Selected text
--- --- ---

Discussion:
networking question
William Fragakis
2014-02-17 15:30:09 UTC
Permalink
Our k12linux installation is out-growing our present, very primitive,
networking structure.

Currently, our ltsp server - which also behaves as the firewall for a
number of kvm servers and their vms - connects to 16 or so thin clients.
Between the clients, internal servers and printers, the switch to which
the ltsp server is connected to is at capacity (It's a basic 24 port
gigabit).

We now need to add the n+1 client that exceeds switch capacity. Do we
buy
a) a larger switch to replace the current one
b) a second switch daisy chained to the current one
c) a second switch connected to a second NIC using the same internal
ip/dhcp range (and if so, the recommended manner)
d) a more obvious, elegant, simple, cheaper method that I haven't
considered because I don't know squat (American slang for "not much")
about this stuff.

thanks to all,
William Fragakis
R. Scott Belford
2014-02-17 17:55:50 UTC
Permalink
Post by William Fragakis
Our k12linux installation is out-growing our present, very primitive,
networking structure.
Currently, our ltsp server - which also behaves as the firewall for a
number of kvm servers and their vms - connects to 16 or so thin clients.
Between the clients, internal servers and printers, the switch to which
the ltsp server is connected to is at capacity (It's a basic 24 port
gigabit).
We now need to add the n+1 client that exceeds switch capacity. Do we
buy
a) a larger switch to replace the current one
b) a second switch daisy chained to the current one
c) a second switch connected to a second NIC using the same internal
ip/dhcp range (and if so, the recommended manner)
d) a more obvious, elegant, simple, cheaper method that I haven't
considered because I don't know squat (American slang for "not much")
about this stuff.
If the printers or VM's do not need dedicated gigabit connectivity to the
network, and it is geographically possible, then you could subgroup these
devices with a smaller, less expensive switch thus freeing ports on your
24-port switch. If all devices need dedicated gigabit connectivity, then
you can add a second NIC to the server and either a. expand nfs/dhcp/tftp
ranges (complicated) or b. bond the NICs (less complicated) and add a
second gigabit switch for future expansion.

For network hygiene, I'd ponder re-purposing a box, installing pfsense, and
letting it become your firewall/gateway/dansguardian/squidguard box.

--scott
Jim Kinney
2014-02-17 18:04:01 UTC
Permalink
my ordering for solution:

1) bigger switch (big assumption is existing network is not overloaded now)
2) add a secondary "smart" switch above the existing switch if the existing
switch supports "upstream" port
3) add a second switch downstream with a bonded or aggregate connection for
more bandwidth (if "smart" primary switch)
4) add a secondary switch with Gbit upstream and 100M ports and set primary
switch to 100M except for new switch port
5) add a secondary switch upstream with bonded/aggregate connections to
multiple nics on server
6) add a second switch off second nic on separate subnet and split the
load. This requires a split subnet with dual gateways (each nic) (no smart
switch required)
Post by William Fragakis
Our k12linux installation is out-growing our present, very primitive,
networking structure.

--- --- ---

[Dataset rows on where objects appear]

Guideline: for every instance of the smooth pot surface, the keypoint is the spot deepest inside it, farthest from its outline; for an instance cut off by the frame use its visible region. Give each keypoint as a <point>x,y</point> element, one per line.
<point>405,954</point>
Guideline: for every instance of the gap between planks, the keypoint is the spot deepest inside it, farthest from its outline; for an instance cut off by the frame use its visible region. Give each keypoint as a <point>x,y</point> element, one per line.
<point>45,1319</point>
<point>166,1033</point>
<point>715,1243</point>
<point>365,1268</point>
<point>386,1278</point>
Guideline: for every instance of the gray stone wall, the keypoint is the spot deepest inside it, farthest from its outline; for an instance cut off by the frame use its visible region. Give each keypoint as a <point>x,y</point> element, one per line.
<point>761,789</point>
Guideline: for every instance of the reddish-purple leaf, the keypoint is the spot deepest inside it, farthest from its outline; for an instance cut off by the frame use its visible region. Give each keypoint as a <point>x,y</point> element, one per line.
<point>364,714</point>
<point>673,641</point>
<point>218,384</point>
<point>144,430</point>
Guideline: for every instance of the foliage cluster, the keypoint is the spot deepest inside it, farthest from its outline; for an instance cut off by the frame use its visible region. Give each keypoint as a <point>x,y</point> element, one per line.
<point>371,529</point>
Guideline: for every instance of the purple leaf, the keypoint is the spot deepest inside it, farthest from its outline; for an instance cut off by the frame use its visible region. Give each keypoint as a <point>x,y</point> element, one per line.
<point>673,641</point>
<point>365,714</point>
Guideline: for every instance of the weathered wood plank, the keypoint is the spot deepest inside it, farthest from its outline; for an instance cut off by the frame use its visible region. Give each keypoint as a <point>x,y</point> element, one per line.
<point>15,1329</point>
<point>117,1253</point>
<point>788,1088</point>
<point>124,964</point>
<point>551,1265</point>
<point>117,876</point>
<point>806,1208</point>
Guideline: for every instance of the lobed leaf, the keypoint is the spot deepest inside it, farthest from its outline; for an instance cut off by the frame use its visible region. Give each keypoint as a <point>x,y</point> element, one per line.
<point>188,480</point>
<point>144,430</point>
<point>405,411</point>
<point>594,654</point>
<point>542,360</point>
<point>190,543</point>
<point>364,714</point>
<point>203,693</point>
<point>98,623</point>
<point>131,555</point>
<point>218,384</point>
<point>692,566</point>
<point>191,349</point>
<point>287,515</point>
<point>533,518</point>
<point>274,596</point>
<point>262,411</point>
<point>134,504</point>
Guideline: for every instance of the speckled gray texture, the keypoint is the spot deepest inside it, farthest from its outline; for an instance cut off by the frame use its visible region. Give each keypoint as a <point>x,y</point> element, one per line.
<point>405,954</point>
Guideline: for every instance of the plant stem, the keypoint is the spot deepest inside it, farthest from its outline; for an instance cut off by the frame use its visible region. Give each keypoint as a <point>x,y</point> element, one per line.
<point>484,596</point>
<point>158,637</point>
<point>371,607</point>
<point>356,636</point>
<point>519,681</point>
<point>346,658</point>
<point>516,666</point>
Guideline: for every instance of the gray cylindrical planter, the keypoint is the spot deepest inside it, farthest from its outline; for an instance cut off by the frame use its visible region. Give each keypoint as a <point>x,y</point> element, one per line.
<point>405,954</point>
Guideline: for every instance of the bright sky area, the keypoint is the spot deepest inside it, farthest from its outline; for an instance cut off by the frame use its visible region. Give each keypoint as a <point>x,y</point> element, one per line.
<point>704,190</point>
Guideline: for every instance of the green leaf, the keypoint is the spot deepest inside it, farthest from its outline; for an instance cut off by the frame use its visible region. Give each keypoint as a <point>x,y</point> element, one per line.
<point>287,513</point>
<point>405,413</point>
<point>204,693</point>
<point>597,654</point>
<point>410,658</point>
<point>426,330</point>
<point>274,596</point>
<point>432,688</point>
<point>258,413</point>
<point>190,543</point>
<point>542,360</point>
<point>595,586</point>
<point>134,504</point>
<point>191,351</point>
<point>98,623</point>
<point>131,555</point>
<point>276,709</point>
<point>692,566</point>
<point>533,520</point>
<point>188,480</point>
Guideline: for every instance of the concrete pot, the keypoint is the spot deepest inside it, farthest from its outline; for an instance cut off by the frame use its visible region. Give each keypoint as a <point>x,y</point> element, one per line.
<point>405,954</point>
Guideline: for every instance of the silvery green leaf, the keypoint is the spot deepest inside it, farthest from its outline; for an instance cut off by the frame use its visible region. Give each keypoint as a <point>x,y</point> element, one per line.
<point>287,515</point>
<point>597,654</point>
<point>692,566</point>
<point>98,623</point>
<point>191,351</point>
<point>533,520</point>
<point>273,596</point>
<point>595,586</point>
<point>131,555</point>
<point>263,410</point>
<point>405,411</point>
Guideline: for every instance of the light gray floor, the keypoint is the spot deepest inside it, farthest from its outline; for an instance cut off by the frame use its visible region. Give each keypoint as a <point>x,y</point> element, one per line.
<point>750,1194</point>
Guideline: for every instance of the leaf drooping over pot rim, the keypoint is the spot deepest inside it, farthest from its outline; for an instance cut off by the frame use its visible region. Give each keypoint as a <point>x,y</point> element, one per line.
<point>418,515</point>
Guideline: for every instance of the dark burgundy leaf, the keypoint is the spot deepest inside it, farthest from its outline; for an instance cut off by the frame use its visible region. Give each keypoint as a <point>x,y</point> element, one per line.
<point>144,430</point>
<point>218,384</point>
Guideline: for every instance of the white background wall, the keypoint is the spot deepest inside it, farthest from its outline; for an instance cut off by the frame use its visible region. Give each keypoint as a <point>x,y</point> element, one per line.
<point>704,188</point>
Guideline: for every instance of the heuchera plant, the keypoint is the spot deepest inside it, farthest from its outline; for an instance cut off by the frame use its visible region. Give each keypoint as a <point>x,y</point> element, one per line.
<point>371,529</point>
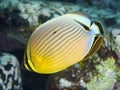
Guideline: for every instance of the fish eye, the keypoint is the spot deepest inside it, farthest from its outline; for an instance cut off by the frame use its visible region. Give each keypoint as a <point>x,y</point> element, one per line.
<point>83,25</point>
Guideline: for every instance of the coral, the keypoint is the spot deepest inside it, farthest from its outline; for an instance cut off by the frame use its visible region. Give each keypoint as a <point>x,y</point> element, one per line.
<point>10,73</point>
<point>106,78</point>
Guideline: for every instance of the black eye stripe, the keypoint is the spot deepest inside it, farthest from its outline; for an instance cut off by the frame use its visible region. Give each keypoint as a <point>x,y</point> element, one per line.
<point>84,26</point>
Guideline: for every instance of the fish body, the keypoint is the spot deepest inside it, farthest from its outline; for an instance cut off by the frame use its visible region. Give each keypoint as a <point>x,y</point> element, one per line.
<point>62,42</point>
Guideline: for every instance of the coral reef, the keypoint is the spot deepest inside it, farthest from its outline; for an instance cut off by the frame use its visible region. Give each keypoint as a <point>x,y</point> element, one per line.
<point>19,18</point>
<point>10,73</point>
<point>106,78</point>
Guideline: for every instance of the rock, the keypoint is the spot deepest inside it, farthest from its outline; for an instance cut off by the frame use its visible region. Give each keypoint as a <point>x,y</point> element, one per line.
<point>10,73</point>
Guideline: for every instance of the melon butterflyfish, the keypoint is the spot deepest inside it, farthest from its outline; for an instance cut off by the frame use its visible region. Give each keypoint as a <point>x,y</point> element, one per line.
<point>62,42</point>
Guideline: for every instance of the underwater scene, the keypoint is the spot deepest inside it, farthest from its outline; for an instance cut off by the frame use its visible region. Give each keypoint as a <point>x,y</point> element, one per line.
<point>59,45</point>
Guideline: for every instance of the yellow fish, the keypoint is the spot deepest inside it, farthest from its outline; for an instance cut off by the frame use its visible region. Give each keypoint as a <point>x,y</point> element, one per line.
<point>62,42</point>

--- --- ---

What this exercise asks
- 1) In the records, rewrite the stretch from the line containing "Guideline: for every instance of the purple" through the line containing "<point>365,714</point>", swapping "purple leaf" for "violet leaf" and keeping everything else the same.
- 2) Carry on the thread about the networking question from the point where it stops.

Responses by task
- 1)
Guideline: for every instance of the violet leaf, the keypoint is the spot deepest inside it, farthest from its outline; for an instance cut off by the frame use its visible region. Give each keypoint as a <point>x,y</point> element, one per line.
<point>673,641</point>
<point>365,714</point>

- 2)
Currently, our ltsp server - which also behaves as the firewall for a
number of kvm servers and their vms - connects to 16 or so thin clients.
Between the clients, internal servers and printers, the switch to which
the ltsp server is connected to is at capacity (It's a basic 24 port
gigabit).
We now need to add the n+1 client that exceeds switch capacity. Do we
buy
a) a larger switch to replace the current one
b) a second switch daisy chained to the current one
c) a second switch connected to a second NIC using the same internal
ip/dhcp range (and if so, the recommended manner)
d) a more obvious, elegant, simple, cheaper method that I haven't
considered because I don't know squat (American slang for "not much")
about this stuff.
thanks to all,
William Fragakis
_______________________________________________
K12OSN mailing list
https://www.redhat.com/mailman/listinfo/k12osn
For more info see <http://www.k12os.org>
--
--
James P. Kinney III

Every time you stop a school, you will have to build a jail. What you gain
at one end you lose at the other. It's like feeding a dog on his own tail.
It won't fatten the dog.
- Speech 11/23/1900 Mark Twain


*http://heretothereideas.blogspot.com/
<http://heretothereideas.blogspot.com/>*
William Fragakis
2014-02-19 15:03:25 UTC
Permalink
Jim,
(btw, hope all is well) big thanks to both you and Scott for your
exhaustive answers.

We seem to be doing okay on the bandwidth internally, nothing is hanging
or lagging even with a few clients playing Pandora and a bunch of
internal rdesktop sessions. I think I'll downstream lower bandwidth
devices like printers, secondary vms, etc to a second inexpensive
switch.

Off topic - heard on NPR how Los Angeles schools thought it would be a
good idea to get each student an iPad at about $700/device so they could
"all have computers". That was about the price of my latest kvm server
with an AMD 8 core CPU, 24GB RAM and 240GB SSDs in a RAID 1. Not to
mention the iPads are getting broken/stolen which makes the whole
process even more expensive. Not that we don't have iPads in our own
househould. Just that LTSP continues to make a ton of sense.

again, my thanks and best regards to all,
William Fragakis
Message: 2
Date: Mon, 17 Feb 2014 13:04:01 -0500
To: "Support list for open source software in schools."
Subject: Re: [K12OSN] networking question
Content-Type: text/plain; charset="utf-8"
1) bigger switch (big assumption is existing network is not overloaded now)
2) add a secondary "smart" switch above the existing switch if the existing
switch supports "upstream" port
3) add a second switch downstream with a bonded or aggregate connection for
more bandwidth (if "smart" primary switch)
4) add a secondary switch with Gbit upstream and 100M ports and set primary
switch to 100M except for new switch port
5) add a secondary switch upstream with bonded/aggregate connections to
multiple nics on server
6) add a second switch off second nic on separate subnet and split the
load. This requires a split subnet with dual gateways (each nic) (no smart
switch required)
Post by William Fragakis
Our k12linux installation is out-growing our present, very primitive,
networking structure.
Currently, our ltsp server - which also behaves as the firewall for a
number of kvm servers and their vms - connects to 16 or so thin clients.
Between the clients, internal servers and printers, the switch to which
the ltsp server is connected to is at capacity (It's a basic 24 port
gigabit).
We now need to add the n+1 client that exceeds switch capacity. Do we
buy
a) a larger switch to replace the current one
b) a second switch daisy chained to the current one
c) a second switch connected to a second NIC using the same internal
ip/dhcp range (and if so, the recommended manner)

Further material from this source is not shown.